[To do] Take the listing and give it again exactly, from its first line to its last line.

[Supplied data]
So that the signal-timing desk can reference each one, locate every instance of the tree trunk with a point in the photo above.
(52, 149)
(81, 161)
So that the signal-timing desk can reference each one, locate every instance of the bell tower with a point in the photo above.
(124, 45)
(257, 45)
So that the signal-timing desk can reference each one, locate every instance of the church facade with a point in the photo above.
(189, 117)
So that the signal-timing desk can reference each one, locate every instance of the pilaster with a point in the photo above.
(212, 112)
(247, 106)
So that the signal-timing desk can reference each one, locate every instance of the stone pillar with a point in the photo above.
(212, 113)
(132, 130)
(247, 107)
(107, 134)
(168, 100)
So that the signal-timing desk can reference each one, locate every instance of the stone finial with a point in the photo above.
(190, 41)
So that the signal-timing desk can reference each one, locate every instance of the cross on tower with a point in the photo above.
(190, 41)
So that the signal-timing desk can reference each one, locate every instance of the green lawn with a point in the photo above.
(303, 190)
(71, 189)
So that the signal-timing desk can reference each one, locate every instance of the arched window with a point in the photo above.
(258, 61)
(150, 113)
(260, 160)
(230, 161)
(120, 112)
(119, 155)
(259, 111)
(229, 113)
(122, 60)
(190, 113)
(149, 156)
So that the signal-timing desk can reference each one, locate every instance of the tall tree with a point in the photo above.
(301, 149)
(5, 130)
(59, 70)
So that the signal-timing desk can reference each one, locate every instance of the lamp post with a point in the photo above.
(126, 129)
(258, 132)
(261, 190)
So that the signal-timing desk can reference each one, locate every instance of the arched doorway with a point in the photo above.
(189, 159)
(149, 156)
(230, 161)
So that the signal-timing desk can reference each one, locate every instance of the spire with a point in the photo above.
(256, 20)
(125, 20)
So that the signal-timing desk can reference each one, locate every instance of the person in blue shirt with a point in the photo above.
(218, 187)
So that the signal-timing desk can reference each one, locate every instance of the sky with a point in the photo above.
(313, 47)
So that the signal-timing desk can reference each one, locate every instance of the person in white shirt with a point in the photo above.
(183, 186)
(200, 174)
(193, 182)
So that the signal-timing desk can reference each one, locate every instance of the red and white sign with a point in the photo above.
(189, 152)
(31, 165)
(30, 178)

[Task result]
So that the signal-timing desk can reference each one, locate every instance of the tree trunk with a point in the photo above.
(52, 149)
(81, 161)
So that the signal-timing desk can reference each one, locate every instance of the bell tower with a point in the photo above.
(124, 45)
(257, 45)
So that the signal-timing desk can reference each one, locate every instance of the church facade with a point in the photo above.
(189, 117)
So that the signal-timing desk can reference each one, locate every instance of the pilaster with a point in the photo above.
(212, 112)
(247, 106)
So that the signal-timing desk can reference each one, locate every instance of the stone pillar with a point in the photo above.
(212, 113)
(132, 130)
(247, 107)
(107, 134)
(168, 100)
So that the signal-timing desk can reference each one, locate every instance of the stone finial with a point in the photo above.
(190, 41)
So that the signal-timing desk can reference each one, locate every instance of the cross on tower with a point in the photo above.
(190, 41)
So that the signal-timing desk can reference each one, locate every instance of the green lawn with a point in the photo above.
(303, 190)
(71, 189)
So that the signal-timing desk can reference each one, locate every instance of the arched window with a point in the photo above.
(258, 61)
(150, 113)
(260, 160)
(230, 161)
(120, 112)
(119, 155)
(259, 111)
(229, 113)
(122, 60)
(190, 113)
(149, 156)
So that the signal-timing desk can reference each one, locate every instance of the tall tree with a point in the photo above.
(301, 149)
(5, 130)
(59, 70)
So that the signal-timing desk can reference each one, locate every instance of the lamp post with a point in the photo above.
(126, 129)
(258, 132)
(261, 190)
So that the signal-timing desk can reference each one, locate every instance of the arched doorway with a point in the photo above.
(189, 159)
(149, 156)
(230, 161)
So that the signal-timing desk can reference each one, locate every instance of the spire with a point in the photo above.
(256, 20)
(125, 20)
So that the signal-timing desk can reference each one, locate every instance of the person in blue shirt with a point in the photo above.
(218, 187)
So that the signal-timing desk can reference each one, locate every instance of the sky with a point in the photo above.
(313, 47)
So that the signal-timing desk can reference each one, locate every instance of the person in white shirt with a point in the photo above.
(183, 186)
(200, 174)
(193, 182)
So that the signal-timing desk can reference each one, locate every instance of the red and white sign with a point in the photo above.
(189, 152)
(31, 165)
(30, 178)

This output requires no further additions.